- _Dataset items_

—————

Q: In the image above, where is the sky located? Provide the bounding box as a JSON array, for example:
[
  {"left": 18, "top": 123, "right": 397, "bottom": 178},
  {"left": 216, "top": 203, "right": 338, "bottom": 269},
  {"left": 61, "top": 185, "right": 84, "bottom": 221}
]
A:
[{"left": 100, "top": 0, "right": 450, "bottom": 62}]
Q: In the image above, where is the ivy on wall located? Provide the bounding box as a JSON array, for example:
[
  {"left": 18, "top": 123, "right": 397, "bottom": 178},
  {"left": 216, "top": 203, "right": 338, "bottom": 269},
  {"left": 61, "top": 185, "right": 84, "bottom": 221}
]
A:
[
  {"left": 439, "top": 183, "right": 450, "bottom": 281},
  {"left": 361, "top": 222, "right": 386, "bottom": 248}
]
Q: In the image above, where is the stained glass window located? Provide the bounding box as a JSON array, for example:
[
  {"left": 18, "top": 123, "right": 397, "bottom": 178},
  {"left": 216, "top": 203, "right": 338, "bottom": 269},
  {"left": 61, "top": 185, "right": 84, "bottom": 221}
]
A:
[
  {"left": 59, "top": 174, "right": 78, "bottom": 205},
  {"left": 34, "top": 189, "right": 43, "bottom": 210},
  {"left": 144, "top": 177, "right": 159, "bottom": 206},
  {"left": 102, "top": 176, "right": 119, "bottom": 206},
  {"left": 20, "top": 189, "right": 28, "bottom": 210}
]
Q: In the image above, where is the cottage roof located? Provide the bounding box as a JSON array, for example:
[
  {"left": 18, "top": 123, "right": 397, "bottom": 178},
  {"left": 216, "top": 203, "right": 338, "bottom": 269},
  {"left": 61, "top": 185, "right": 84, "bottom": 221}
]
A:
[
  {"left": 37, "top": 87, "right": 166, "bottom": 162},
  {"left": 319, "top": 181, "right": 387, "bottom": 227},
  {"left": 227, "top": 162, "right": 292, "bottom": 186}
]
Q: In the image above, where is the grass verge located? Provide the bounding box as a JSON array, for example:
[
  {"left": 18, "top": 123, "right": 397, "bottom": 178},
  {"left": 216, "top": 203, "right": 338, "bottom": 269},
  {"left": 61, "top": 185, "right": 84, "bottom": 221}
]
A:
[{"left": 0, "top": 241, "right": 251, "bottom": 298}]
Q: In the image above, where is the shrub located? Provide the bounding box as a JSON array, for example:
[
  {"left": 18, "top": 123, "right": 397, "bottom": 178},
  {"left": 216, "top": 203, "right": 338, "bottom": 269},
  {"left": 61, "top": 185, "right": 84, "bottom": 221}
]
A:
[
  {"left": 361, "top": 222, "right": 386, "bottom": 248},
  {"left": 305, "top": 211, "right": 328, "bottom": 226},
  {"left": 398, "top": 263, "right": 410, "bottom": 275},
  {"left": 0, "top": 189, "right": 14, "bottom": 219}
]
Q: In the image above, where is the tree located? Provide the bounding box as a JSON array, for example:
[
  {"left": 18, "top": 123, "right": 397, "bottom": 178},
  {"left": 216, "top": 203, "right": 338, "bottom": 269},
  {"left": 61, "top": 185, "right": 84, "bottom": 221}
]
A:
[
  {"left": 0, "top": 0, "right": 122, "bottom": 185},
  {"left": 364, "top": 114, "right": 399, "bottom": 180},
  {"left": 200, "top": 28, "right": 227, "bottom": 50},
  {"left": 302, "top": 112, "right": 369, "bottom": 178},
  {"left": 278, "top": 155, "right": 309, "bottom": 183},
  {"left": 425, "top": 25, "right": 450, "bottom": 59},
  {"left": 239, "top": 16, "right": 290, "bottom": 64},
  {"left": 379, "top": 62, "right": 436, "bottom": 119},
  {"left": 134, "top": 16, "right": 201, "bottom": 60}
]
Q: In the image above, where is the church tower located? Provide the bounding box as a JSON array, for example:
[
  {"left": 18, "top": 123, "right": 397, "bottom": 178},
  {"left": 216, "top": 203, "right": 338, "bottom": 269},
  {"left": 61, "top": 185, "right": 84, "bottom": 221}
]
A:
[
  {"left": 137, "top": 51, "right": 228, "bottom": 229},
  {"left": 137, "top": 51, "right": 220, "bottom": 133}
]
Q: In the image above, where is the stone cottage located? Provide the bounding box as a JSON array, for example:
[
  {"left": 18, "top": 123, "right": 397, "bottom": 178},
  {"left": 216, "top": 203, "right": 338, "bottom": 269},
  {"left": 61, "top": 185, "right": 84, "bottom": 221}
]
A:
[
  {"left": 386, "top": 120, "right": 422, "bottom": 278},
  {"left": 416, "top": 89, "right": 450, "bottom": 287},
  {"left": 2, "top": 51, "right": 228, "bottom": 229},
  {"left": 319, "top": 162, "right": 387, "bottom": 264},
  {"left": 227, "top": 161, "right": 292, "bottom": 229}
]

—————

- _WHAT IS REQUIRED_
Rewrite the entries above with "bounding box" changed to "bounding rectangle" wherever it occurs, keeping everything else the same.

- _WRITTEN RESPONSE_
Q: In the image above, where is the sky located? Provide the bounding rectangle as a JSON array, for example:
[
  {"left": 18, "top": 123, "right": 397, "bottom": 178},
  {"left": 216, "top": 203, "right": 338, "bottom": 269},
  {"left": 61, "top": 185, "right": 84, "bottom": 221}
]
A:
[{"left": 100, "top": 0, "right": 450, "bottom": 62}]
Q: In the image above, where is the ivy on wall located? Provide the bounding rectangle as a JSON array, for example:
[
  {"left": 18, "top": 123, "right": 397, "bottom": 178},
  {"left": 216, "top": 203, "right": 338, "bottom": 269},
  {"left": 61, "top": 185, "right": 84, "bottom": 221}
]
A:
[
  {"left": 439, "top": 183, "right": 450, "bottom": 281},
  {"left": 361, "top": 222, "right": 386, "bottom": 248}
]
Q: In the image above, where is the stained glass window located? Provide the bounding rectangle as a JSON array, for example:
[
  {"left": 18, "top": 123, "right": 397, "bottom": 178},
  {"left": 216, "top": 203, "right": 338, "bottom": 269},
  {"left": 61, "top": 185, "right": 84, "bottom": 221}
]
A:
[
  {"left": 59, "top": 174, "right": 78, "bottom": 205},
  {"left": 34, "top": 189, "right": 43, "bottom": 210},
  {"left": 144, "top": 177, "right": 159, "bottom": 206},
  {"left": 102, "top": 176, "right": 119, "bottom": 206},
  {"left": 20, "top": 189, "right": 28, "bottom": 210}
]
Q: In the image above, where is the cottage roof located? Provide the bounding rectangle as a JSON array, for example:
[
  {"left": 18, "top": 123, "right": 397, "bottom": 178},
  {"left": 216, "top": 203, "right": 338, "bottom": 269},
  {"left": 61, "top": 185, "right": 84, "bottom": 221}
]
A:
[
  {"left": 37, "top": 87, "right": 166, "bottom": 162},
  {"left": 319, "top": 181, "right": 387, "bottom": 227},
  {"left": 227, "top": 162, "right": 292, "bottom": 186}
]
Q: In the image above, where is the grass verge located? Provide the bounding rectangle as a JSON array, for example:
[
  {"left": 18, "top": 123, "right": 397, "bottom": 178},
  {"left": 216, "top": 203, "right": 338, "bottom": 269},
  {"left": 61, "top": 185, "right": 84, "bottom": 221}
]
A:
[{"left": 0, "top": 241, "right": 251, "bottom": 298}]
Q: In the image above, where is the shrub located? Provide the bounding rectangle as a JSON array, for example:
[
  {"left": 18, "top": 123, "right": 397, "bottom": 178},
  {"left": 216, "top": 203, "right": 338, "bottom": 269},
  {"left": 61, "top": 185, "right": 84, "bottom": 221}
]
A:
[
  {"left": 361, "top": 222, "right": 386, "bottom": 248},
  {"left": 305, "top": 211, "right": 328, "bottom": 226},
  {"left": 398, "top": 263, "right": 410, "bottom": 275},
  {"left": 0, "top": 189, "right": 14, "bottom": 219}
]
Q: In the image above, where is the tree located? Provide the bounding rectangle as a JSON array, for example:
[
  {"left": 18, "top": 123, "right": 397, "bottom": 178},
  {"left": 216, "top": 203, "right": 338, "bottom": 269},
  {"left": 61, "top": 185, "right": 84, "bottom": 221}
]
A:
[
  {"left": 0, "top": 0, "right": 122, "bottom": 185},
  {"left": 364, "top": 114, "right": 399, "bottom": 180},
  {"left": 200, "top": 28, "right": 227, "bottom": 50},
  {"left": 302, "top": 112, "right": 369, "bottom": 178},
  {"left": 278, "top": 155, "right": 309, "bottom": 183},
  {"left": 425, "top": 25, "right": 450, "bottom": 59},
  {"left": 239, "top": 16, "right": 290, "bottom": 64},
  {"left": 379, "top": 62, "right": 436, "bottom": 119},
  {"left": 134, "top": 16, "right": 201, "bottom": 60}
]
Q: In the image above, where is the church tower located? Provide the bounding rectangle as a JSON array, for example:
[
  {"left": 18, "top": 123, "right": 397, "bottom": 178},
  {"left": 216, "top": 203, "right": 338, "bottom": 269},
  {"left": 61, "top": 185, "right": 84, "bottom": 221}
]
A:
[
  {"left": 137, "top": 51, "right": 228, "bottom": 229},
  {"left": 137, "top": 51, "right": 220, "bottom": 133}
]
Q: In the image above, where is the stone cottage located? Provide the bounding rectangle as a JSON array, for example:
[
  {"left": 18, "top": 123, "right": 397, "bottom": 178},
  {"left": 216, "top": 203, "right": 338, "bottom": 269},
  {"left": 61, "top": 185, "right": 84, "bottom": 221}
]
A:
[
  {"left": 386, "top": 120, "right": 422, "bottom": 278},
  {"left": 416, "top": 89, "right": 450, "bottom": 287},
  {"left": 2, "top": 51, "right": 228, "bottom": 229},
  {"left": 319, "top": 162, "right": 387, "bottom": 264},
  {"left": 227, "top": 161, "right": 292, "bottom": 229}
]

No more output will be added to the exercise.